## Coordinate annotation records:

------------------------------------

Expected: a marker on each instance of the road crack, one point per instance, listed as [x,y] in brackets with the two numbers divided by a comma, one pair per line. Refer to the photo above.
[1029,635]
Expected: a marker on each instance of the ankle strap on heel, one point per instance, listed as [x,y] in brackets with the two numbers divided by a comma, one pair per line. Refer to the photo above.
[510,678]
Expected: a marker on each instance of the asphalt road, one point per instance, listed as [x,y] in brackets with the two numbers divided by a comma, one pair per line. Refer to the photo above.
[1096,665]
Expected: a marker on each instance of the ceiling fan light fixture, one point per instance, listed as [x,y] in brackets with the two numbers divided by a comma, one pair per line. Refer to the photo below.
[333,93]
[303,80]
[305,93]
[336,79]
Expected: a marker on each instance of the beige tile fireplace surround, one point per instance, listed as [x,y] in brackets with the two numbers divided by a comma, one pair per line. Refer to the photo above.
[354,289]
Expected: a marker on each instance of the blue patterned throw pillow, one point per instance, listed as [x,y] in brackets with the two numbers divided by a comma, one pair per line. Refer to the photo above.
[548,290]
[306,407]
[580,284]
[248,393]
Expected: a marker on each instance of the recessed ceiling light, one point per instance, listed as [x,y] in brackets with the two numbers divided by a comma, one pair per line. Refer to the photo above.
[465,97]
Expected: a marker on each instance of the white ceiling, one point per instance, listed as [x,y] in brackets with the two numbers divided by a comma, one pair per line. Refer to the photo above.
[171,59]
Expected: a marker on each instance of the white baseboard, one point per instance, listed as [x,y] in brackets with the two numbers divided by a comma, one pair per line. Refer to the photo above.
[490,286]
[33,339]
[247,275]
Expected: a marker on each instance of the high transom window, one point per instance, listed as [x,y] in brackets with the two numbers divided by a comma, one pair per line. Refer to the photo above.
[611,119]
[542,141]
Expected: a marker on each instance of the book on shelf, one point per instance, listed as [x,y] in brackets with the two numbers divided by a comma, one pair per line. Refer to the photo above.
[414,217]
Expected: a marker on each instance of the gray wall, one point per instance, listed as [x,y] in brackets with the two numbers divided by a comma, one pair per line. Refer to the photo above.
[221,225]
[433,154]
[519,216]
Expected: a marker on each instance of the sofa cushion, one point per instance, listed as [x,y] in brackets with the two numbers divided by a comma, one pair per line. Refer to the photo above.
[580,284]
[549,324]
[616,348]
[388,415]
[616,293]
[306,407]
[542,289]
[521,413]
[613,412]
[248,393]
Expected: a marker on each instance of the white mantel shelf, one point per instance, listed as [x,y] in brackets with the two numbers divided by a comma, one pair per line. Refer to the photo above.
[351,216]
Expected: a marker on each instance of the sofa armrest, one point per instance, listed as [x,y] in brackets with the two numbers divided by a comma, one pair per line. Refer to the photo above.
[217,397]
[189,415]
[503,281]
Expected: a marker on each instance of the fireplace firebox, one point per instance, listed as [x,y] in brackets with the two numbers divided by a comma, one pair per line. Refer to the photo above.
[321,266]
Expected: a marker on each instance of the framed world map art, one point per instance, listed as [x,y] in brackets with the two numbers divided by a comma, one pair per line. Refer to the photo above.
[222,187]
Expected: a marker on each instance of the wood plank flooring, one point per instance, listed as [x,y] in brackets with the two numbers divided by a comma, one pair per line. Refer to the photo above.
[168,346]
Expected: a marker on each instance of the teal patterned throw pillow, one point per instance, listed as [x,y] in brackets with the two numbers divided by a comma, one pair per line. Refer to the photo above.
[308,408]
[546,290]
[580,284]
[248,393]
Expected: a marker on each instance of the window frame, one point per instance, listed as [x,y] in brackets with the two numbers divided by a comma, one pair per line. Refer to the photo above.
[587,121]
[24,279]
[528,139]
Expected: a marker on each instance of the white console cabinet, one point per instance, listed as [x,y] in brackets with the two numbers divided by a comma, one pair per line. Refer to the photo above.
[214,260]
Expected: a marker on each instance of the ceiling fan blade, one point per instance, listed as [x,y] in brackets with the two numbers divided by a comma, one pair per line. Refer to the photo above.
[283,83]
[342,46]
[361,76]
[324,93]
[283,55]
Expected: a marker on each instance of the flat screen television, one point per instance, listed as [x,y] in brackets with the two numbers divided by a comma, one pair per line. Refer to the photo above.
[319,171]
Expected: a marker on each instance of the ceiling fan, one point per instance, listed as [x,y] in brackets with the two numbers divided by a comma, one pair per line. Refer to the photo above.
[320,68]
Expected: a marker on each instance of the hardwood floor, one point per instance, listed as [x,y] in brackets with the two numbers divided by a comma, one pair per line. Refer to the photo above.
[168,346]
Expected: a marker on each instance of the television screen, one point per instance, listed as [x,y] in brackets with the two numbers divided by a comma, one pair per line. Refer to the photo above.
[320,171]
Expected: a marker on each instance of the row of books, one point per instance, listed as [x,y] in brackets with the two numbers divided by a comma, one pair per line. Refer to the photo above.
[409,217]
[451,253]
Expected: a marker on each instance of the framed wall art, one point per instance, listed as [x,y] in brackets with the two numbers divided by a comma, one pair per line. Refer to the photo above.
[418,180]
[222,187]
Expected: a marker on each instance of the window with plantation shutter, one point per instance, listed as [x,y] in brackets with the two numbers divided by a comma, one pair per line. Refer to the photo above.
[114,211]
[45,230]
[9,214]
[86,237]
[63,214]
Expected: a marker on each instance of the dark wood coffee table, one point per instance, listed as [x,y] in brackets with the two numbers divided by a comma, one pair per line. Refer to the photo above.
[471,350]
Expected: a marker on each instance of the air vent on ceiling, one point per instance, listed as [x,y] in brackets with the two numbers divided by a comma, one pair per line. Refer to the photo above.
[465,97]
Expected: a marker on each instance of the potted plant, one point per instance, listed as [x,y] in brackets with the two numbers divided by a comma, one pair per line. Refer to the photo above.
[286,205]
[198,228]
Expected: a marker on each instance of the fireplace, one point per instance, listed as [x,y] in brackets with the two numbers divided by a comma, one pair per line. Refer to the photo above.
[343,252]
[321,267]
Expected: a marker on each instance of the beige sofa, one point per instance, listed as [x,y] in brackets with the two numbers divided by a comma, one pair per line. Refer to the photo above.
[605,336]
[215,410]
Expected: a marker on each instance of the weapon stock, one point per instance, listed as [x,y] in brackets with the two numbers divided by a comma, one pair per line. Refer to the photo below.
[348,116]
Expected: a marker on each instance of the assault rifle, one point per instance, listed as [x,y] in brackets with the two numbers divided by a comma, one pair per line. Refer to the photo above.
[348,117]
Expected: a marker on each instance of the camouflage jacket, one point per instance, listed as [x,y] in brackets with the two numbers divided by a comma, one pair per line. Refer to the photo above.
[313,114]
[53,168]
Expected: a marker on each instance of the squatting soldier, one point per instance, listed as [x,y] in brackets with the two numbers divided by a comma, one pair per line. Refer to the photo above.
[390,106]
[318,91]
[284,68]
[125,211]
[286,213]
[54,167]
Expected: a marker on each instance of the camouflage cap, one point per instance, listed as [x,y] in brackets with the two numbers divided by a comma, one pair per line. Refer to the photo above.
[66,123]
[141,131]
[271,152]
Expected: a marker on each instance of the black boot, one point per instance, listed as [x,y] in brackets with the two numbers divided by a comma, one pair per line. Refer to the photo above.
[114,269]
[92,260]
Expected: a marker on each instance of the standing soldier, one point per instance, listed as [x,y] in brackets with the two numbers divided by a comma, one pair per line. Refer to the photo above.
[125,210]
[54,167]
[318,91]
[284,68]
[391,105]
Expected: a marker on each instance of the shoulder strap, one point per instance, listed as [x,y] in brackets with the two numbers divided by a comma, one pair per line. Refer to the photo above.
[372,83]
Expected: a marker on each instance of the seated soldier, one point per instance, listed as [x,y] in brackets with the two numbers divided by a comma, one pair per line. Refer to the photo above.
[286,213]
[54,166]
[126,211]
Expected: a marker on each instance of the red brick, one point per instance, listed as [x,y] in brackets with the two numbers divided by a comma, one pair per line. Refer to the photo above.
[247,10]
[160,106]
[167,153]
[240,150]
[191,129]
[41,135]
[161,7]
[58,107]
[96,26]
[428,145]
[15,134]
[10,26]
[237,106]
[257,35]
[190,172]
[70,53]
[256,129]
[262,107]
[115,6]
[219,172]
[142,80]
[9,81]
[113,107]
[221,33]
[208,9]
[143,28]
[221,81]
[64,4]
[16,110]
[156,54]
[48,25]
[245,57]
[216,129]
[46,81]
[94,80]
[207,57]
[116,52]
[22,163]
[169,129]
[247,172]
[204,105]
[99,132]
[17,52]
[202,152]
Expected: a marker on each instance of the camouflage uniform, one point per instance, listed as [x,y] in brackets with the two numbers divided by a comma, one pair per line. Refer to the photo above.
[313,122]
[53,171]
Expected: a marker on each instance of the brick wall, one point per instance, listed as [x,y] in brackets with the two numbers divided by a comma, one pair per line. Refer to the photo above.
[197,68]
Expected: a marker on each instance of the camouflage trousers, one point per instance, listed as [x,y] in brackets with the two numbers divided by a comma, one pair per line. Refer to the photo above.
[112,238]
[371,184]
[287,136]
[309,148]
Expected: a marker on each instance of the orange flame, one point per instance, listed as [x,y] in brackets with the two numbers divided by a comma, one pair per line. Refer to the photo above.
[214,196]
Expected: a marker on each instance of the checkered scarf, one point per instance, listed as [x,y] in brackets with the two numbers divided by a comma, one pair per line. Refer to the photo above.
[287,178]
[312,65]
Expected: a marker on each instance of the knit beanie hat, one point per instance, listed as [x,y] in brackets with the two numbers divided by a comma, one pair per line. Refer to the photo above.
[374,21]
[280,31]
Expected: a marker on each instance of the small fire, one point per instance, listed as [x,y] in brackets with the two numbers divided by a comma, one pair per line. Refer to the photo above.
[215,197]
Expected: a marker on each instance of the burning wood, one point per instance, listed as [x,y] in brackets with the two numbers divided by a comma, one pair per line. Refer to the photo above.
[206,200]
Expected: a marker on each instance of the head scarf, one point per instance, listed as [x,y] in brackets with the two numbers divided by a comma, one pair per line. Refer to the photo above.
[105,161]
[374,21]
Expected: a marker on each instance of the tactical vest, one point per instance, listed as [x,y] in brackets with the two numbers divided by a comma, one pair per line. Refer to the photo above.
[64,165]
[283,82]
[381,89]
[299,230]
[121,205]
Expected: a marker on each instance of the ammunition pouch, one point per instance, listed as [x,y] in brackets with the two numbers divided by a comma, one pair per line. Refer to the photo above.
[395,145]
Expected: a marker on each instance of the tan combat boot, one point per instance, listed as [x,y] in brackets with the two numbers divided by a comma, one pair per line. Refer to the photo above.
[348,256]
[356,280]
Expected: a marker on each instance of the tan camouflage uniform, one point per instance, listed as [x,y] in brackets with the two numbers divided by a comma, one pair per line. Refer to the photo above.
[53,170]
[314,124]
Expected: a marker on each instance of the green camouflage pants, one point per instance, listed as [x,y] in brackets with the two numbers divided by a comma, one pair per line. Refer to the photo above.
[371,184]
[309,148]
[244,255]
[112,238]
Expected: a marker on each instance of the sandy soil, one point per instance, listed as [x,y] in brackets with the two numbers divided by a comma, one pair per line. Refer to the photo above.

------------------------------------

## WHAT IS NEEDED:
Locate "Expected: a marker on each instance of the tactical" in the material, then quote the line that contains it and all lines after it through the final one.

## WRITTEN REPLY:
Expected: a marker on each instance of the tactical vest, one point per instance, listed as [x,y] in brackets with the two numbers divided by a comma, one pair per line. Refer to the photo above.
[64,165]
[283,82]
[381,89]
[299,230]
[121,205]
Expected: a marker on each instance of the ammunition pouch, one point per instance, listed as [x,y] in brackets with the two numbers divided by a comma, one pair per line. Refer to the photo above.
[395,145]
Expected: a marker on each instance of the tan combat boot, one point per instance, listed as [x,y] in brackets with the two numbers divided by a comma, one pair per line. Refer to the photo above.
[348,256]
[356,280]
Expected: a marker on each instance of the tan camouflage uniform, one point per instance, listed as [x,y] in brackets with the two numbers divided by a comma, one pair per line. Refer to the photo above.
[53,170]
[314,124]
Expected: a marker on each instance of the green camouflage pants, one point per instance, listed as [x,y] in brackets with the two numbers divided by a comma, one pair per line. Refer to the photo above.
[371,184]
[309,148]
[244,255]
[112,238]
Expected: a marker on each instance of the sandy soil, one point per instance, listed as [x,y] in brackets with the two numbers divided by a comma, one pair per line. Refer to the photo above.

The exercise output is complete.